| Problem to solve |
The full set of entries is to be printed exactly, with pictures excluded.

| Data provided |
"""

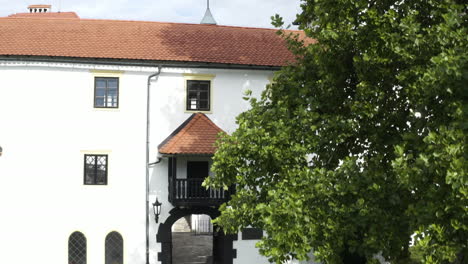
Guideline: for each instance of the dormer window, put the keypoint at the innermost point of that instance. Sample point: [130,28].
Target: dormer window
[39,8]
[198,95]
[106,92]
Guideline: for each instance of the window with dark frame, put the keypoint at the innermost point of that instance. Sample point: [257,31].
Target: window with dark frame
[114,248]
[198,95]
[95,172]
[77,248]
[106,92]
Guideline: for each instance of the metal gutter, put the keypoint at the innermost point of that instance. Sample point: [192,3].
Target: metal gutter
[148,104]
[138,63]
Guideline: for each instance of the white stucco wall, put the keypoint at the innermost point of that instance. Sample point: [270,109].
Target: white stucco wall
[48,123]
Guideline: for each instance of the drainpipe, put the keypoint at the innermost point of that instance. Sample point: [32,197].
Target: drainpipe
[156,74]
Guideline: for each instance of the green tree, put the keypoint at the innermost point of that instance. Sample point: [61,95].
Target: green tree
[361,143]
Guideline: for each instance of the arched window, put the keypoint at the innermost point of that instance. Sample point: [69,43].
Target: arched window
[114,248]
[77,248]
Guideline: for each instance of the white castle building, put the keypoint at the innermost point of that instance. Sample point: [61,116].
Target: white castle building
[101,118]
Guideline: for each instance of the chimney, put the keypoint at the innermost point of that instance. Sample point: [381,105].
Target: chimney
[208,18]
[39,8]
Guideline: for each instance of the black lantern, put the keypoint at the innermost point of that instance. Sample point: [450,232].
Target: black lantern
[157,210]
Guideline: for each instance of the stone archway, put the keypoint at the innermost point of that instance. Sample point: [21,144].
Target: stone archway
[164,235]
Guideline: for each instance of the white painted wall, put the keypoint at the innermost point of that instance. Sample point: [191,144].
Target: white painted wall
[48,123]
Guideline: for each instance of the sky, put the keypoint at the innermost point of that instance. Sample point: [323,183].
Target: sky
[246,13]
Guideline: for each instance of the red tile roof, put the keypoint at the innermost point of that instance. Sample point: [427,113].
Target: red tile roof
[39,6]
[196,136]
[47,34]
[46,15]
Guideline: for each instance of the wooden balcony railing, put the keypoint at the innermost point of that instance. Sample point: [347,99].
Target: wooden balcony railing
[185,192]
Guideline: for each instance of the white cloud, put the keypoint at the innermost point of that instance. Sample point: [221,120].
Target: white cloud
[248,13]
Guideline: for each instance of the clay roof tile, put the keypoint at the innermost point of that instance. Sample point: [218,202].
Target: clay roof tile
[196,136]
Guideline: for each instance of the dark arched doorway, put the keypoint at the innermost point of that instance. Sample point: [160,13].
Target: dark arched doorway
[222,245]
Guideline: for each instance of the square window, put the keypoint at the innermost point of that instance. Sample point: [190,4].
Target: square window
[106,92]
[198,95]
[95,169]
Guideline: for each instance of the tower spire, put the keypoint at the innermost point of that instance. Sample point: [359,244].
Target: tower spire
[208,18]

"""

| Answer for the task |
Guideline: for each instance of the dormer window, put the keypoint at the innermost point of that instance. Sample point: [130,28].
Target: dormer window
[39,8]
[198,95]
[106,92]
Guideline: for each instance of the window with dark frame, put the keypoint at the innermost point of that instance. Sample point: [257,31].
Target: window with dark frame
[114,248]
[198,95]
[95,172]
[77,248]
[106,92]
Guideline: for each instance of the metal gutter, put the keypoint at the innermost point of that instance. Sample point: [192,3].
Target: metal gutter
[148,104]
[138,63]
Guideline: for each instance of the white stucco wall, put the keypoint at the innermost point of that instance. Sample point: [270,109].
Target: white stucco wall
[48,123]
Guideline: for each instance of the drainpipe, put the keypoint at the innermost point of that instance. Sample point: [32,197].
Target: drainpipe
[156,74]
Guideline: for each instance of the green tree, put the keypoint at the innermost point of that instance. Sample point: [61,95].
Target: green tree
[361,143]
Guideline: for each instance of the arched window, put the keypoint at the innermost point of that instance. Sample point: [69,43].
Target: arched window
[114,248]
[77,248]
Guideline: for each instance of the white castle building, put the keypoint at the innermost point of that instance. Sample point: [61,116].
Target: white castle building
[101,118]
Guideline: for each instance of the chimney, put the keypoint at the innermost point of that instance. Sample point: [381,105].
Target: chimney
[208,18]
[39,8]
Guideline: for each instance of the black lantern, put the keypoint at the innermost point of that instance. Sample point: [450,232].
Target: black lantern
[157,210]
Guideline: for each instance of the stone archway, put the keypoint at the innermost point of that instance. Sample point: [21,144].
Target: stone archway
[164,235]
Guideline: for each instance of the white painted wall, put the keypoint at the innermost point of that instance. Sample point: [191,144].
Target: white painted wall
[48,123]
Guideline: for each instance of the sky, put the keypoint at the innermost point of that instance. Sample point: [323,183].
Target: sky
[246,13]
Guideline: for each instance of the red tile roof, put the keypoint at the innermost point of that instance. Sample point: [427,113].
Target: red tile roof
[39,6]
[196,136]
[47,34]
[46,15]
Guideline: for each instance of the wooden balcony railing, put the keypoint at the innermost point of that instance. Sample point: [347,99].
Target: wooden balcony railing
[185,192]
Guideline: for each instance of the white cloud, put the keypoint at the innermost point of that instance. Sample point: [221,120].
Target: white cloud
[248,13]
Guideline: for each instance of the clay roof tile, put the keypoint at the innermost point of that instance. Sample point: [218,202].
Target: clay roof tile
[196,136]
Guideline: for each instance of the dark arched doorway, put the keypoint at the innermost point of that instance. Sample point: [160,13].
Target: dark arched doorway
[222,245]
Guideline: for each instance of the square window, put the keypoint at the innermost point of that instance. Sample point: [190,4].
Target: square window
[106,92]
[198,95]
[95,169]
Guideline: for each instance of the tower spire, put the keypoint at the innermost point of that instance. Sample point: [359,244].
Target: tower spire
[208,18]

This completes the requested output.